DIRECTIONS =
Continue the review of The Berlin Project below, picking up after its last sentence.

The Berlin Project
“proceeds at a brisk pace and accomplishes the theme of alternate history with style and intelligence, offering up a fascinating glimpse of What if?”
Alternate history is a unique genre of science fiction that allows authors to tell a story about how the fragile path of human decision making and happenstance could have been different.
Naturally, significant historical events like World War II provide a number of so-called “points of departure” for readers of this genre, those events or actions that try to answer the question “what if?” a small change to an event could have changed the following course of history.
Greg Benford, Nebula Award winning author and astrophysicist, has taken an unusual tactic on the typical alternate World War II history story by asking, “What if the Allies had developed the atomic bomb a year earlier—in time to use in the war on Europe?”
What follows is a fascinating combination of science fiction, espionage thriller, and military history to determine how D-Day and the entire war in Europe in 1944–1945 might be been far different. The characters are a wonderful blend of real people who many readers will recognize and some fictional characters—all handled in a completely realistic and believable manner in Benford’s alternate timeline.

EXTRACTED DATA =
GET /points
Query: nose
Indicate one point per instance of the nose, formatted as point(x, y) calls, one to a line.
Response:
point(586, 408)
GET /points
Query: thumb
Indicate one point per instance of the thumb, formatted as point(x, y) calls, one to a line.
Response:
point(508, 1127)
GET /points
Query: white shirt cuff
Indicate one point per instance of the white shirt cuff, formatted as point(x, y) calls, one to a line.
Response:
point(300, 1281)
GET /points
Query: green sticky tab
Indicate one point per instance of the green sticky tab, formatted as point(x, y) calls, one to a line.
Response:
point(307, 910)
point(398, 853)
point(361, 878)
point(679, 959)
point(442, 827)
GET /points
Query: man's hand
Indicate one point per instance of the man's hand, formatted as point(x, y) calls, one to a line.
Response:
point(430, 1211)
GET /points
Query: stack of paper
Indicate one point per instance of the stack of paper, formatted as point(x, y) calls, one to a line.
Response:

ANSWER SPACE =
The story starts much earlier than 1944, and Benford takes the reader, sometimes very laboriously, through almost a novelized history of the search for atomic power, the flight of many scientists from Nazi Germany, and the beginnings of the Manhattan Project.
Although this story setup is crucial to getting to the point of departure—a decision to use a different method of separating and enriching the Uranium used in the first atomic bomb than history actually records, it does occupy an inordinate amount of the book. The author definitely shows his academic background as a physicist with a sometimes dizzying amount of detail on how the first bomb was engineered and built.
However, once the story is fully committed to the alternate timeline, the action picks up and leads the reader in many unexpected directions that really make this book thought provoking.
Not to give up any spoilers, but the atomic bomb in this timeline does not become the strategic weapon that convinces Japan to surrender, but merely a really big explosive device that is used in a tactical manner. Needless to say, the bomb does not, as the story goes, give the Allies the outcome they intended, and instead allows the author to speculate on how, amazingly enough, the fighting and killing between the Allies and retreating German forces could have been even more bitter and heinous.
Finally, the author does a marvelous job of blending political thriller, spy novel, and science fiction to close out the story, showing how a world changed by the co-existence of peaceful nuclear energy and the horror of atomic warfare might have developed if the Allies had developed the atomic bomb a year earlier.
Once the author sets up the story, it proceeds at a brisk pace and accomplishes the theme of alternate history with style and intelligence, offering up a fascinating glimpse of What if? If you are a fan of Harry Turtledove or Robert Conroy you will enjoy this novel.